### [Coordinate labeling data]
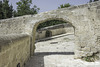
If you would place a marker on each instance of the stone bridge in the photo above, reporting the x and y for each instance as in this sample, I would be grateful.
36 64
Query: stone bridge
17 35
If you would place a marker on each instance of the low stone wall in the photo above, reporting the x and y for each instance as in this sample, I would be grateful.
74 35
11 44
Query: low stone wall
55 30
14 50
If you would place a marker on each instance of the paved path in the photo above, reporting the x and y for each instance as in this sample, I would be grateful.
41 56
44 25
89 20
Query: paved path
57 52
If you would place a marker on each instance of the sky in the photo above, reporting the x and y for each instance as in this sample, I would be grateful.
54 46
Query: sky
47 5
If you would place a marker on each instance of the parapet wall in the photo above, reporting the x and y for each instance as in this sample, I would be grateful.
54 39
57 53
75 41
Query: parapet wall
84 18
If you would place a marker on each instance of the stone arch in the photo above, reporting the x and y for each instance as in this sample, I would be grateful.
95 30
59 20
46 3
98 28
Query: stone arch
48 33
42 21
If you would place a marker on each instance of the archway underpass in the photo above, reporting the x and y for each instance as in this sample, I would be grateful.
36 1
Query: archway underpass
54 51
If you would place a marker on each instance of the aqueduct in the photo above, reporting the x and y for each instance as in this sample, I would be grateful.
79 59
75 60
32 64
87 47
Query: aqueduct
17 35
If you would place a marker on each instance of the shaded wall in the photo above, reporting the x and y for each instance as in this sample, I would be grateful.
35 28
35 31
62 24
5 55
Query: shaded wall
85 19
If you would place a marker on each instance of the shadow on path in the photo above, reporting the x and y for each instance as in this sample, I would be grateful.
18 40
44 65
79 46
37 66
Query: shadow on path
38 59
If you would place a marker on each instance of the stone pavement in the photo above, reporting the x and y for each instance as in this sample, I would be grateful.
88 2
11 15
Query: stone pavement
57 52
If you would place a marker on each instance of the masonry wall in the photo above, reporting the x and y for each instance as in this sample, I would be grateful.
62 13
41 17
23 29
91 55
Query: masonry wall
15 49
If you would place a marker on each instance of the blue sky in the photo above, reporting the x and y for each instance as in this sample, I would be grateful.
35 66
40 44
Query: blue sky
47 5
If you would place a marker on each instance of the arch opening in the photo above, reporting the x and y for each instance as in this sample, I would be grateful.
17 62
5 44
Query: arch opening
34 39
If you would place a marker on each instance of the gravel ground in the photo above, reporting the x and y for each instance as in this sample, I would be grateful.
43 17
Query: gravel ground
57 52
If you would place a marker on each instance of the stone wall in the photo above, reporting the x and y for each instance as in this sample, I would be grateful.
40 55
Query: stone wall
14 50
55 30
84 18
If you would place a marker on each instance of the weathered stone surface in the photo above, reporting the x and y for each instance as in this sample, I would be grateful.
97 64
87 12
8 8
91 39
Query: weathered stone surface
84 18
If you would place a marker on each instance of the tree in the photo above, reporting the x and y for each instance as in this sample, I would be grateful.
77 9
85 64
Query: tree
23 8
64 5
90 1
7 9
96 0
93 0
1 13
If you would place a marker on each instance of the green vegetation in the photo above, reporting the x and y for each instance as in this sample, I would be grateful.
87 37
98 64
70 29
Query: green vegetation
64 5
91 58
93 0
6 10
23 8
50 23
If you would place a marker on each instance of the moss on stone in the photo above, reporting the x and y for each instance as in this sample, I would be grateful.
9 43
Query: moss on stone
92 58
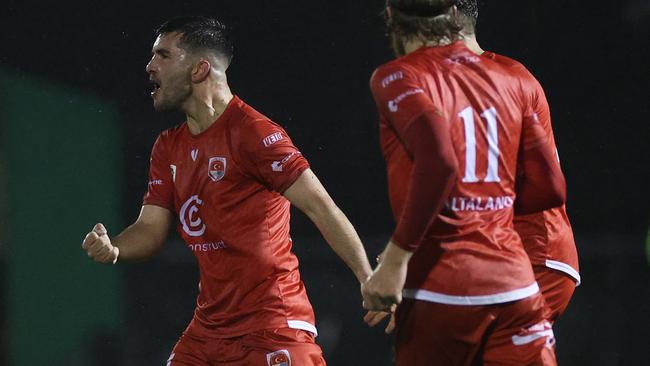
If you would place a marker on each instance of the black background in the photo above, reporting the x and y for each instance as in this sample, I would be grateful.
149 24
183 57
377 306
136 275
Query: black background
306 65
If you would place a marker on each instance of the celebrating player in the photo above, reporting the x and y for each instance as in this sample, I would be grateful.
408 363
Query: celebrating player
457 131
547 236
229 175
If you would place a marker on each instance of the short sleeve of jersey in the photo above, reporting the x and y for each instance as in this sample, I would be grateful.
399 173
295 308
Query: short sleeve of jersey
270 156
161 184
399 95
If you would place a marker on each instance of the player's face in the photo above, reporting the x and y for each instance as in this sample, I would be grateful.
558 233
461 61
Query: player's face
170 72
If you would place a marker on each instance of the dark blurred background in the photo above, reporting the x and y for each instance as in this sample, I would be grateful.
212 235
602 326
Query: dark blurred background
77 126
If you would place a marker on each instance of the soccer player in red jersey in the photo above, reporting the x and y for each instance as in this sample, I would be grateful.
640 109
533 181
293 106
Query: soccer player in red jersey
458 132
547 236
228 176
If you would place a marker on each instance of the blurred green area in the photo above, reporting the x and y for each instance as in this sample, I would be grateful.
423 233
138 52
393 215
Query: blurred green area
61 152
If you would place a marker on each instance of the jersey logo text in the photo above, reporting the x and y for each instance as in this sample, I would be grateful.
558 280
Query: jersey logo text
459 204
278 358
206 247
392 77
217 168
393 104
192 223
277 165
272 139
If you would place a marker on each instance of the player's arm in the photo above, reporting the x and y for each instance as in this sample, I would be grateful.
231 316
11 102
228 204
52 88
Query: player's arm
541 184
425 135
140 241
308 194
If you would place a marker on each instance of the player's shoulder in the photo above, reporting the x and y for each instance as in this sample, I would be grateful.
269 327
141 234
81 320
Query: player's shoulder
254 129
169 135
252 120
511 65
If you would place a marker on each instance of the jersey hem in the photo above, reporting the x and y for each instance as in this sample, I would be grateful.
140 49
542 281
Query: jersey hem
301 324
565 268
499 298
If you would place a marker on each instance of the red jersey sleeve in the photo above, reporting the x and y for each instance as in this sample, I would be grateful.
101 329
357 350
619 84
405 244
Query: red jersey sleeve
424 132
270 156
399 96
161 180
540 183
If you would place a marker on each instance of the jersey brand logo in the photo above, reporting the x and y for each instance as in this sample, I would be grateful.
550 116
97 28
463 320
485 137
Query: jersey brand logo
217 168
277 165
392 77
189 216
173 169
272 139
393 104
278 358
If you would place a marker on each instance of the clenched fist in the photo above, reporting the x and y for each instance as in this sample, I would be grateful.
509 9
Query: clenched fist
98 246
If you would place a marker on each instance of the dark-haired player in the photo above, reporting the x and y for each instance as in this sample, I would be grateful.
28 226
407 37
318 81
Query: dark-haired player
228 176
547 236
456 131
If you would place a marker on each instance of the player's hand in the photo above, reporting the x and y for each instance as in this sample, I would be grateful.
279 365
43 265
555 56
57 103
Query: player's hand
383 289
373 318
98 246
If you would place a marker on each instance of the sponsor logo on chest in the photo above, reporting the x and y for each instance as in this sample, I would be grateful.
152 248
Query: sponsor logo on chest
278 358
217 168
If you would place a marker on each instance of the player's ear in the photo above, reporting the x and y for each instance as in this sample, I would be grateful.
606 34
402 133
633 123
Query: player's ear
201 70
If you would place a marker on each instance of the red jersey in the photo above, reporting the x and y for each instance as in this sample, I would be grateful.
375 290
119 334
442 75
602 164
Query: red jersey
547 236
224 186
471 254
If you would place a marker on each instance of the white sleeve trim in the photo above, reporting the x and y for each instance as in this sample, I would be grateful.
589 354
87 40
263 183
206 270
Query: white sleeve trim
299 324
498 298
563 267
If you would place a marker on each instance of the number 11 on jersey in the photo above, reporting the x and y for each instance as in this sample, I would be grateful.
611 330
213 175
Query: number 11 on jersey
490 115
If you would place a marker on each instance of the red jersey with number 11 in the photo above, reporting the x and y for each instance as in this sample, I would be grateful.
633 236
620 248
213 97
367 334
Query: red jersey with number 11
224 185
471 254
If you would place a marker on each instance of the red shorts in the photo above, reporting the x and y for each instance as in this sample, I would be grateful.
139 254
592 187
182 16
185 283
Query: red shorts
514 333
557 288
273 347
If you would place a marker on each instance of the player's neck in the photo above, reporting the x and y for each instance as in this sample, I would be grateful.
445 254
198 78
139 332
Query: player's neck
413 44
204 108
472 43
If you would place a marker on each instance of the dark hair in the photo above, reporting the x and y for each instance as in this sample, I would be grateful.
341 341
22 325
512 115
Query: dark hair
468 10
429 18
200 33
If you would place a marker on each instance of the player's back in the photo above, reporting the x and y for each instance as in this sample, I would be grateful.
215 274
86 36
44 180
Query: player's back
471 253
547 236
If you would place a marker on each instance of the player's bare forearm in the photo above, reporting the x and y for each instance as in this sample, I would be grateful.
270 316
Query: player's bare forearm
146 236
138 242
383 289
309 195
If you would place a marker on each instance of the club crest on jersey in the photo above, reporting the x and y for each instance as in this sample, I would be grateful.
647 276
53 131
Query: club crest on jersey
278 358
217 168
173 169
...
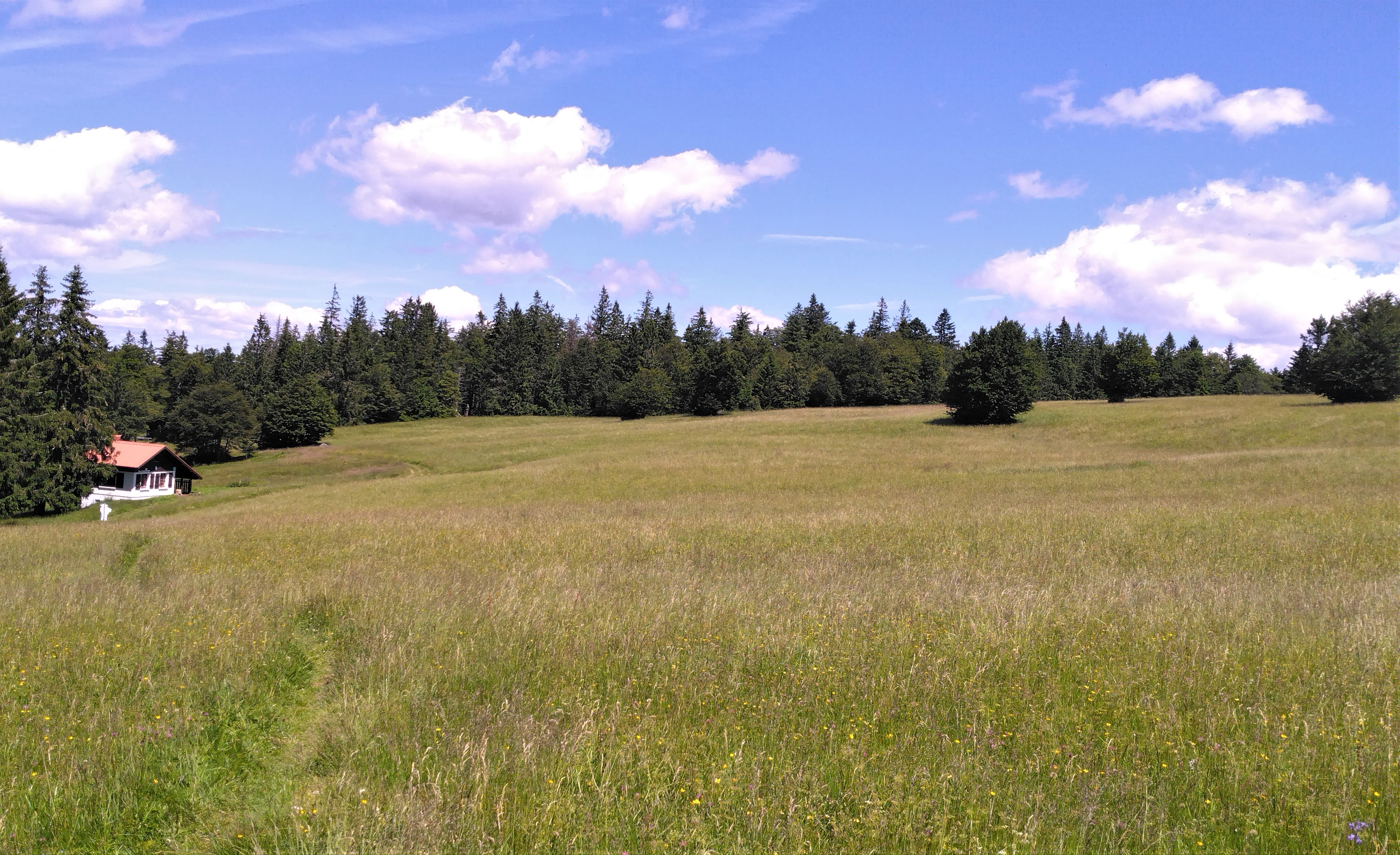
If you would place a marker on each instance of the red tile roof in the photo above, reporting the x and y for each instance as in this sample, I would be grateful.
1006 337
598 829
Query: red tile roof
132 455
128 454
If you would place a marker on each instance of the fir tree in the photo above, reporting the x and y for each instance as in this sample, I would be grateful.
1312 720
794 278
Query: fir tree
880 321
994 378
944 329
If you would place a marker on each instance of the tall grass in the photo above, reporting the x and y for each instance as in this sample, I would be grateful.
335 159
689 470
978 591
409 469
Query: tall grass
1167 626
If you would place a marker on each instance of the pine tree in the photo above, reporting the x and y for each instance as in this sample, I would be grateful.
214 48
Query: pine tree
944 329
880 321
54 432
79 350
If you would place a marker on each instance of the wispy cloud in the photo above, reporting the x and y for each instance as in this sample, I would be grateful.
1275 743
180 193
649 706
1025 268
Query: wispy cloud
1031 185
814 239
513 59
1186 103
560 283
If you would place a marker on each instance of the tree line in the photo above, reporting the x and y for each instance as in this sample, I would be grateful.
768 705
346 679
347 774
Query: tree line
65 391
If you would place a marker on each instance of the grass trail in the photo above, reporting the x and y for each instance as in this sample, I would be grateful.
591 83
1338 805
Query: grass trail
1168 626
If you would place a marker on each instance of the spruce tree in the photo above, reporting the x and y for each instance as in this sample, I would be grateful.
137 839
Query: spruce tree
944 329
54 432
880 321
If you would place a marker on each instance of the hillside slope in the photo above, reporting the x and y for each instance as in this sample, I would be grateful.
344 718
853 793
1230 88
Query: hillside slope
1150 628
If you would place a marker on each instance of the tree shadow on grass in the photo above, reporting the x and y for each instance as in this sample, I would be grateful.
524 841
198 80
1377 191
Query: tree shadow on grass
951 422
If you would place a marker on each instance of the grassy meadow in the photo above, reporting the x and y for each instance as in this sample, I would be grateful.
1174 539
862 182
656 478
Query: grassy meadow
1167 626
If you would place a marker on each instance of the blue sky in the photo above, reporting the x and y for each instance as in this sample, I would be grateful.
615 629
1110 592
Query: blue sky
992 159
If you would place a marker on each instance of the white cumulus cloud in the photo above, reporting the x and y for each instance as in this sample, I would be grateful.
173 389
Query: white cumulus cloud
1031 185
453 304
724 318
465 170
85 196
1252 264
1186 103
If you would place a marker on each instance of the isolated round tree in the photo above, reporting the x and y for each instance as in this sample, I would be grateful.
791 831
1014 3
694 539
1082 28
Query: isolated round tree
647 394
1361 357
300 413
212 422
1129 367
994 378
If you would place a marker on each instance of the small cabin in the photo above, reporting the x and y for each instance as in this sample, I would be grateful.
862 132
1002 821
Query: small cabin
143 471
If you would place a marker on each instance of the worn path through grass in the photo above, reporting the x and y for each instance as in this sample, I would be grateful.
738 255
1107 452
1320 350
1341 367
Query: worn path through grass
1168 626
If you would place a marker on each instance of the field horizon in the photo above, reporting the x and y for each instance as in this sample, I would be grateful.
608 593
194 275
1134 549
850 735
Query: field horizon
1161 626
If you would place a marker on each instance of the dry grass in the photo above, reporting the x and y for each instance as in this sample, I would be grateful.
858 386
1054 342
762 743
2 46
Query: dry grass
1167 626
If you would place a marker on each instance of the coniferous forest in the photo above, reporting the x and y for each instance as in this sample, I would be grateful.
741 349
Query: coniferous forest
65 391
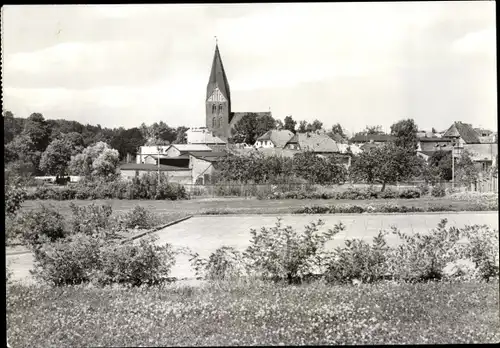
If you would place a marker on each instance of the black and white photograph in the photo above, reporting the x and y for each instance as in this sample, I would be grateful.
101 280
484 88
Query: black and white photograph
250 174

### [GOAL]
How many lines in the items contain the word "background"? Give only the number.

### [THE RESULT]
4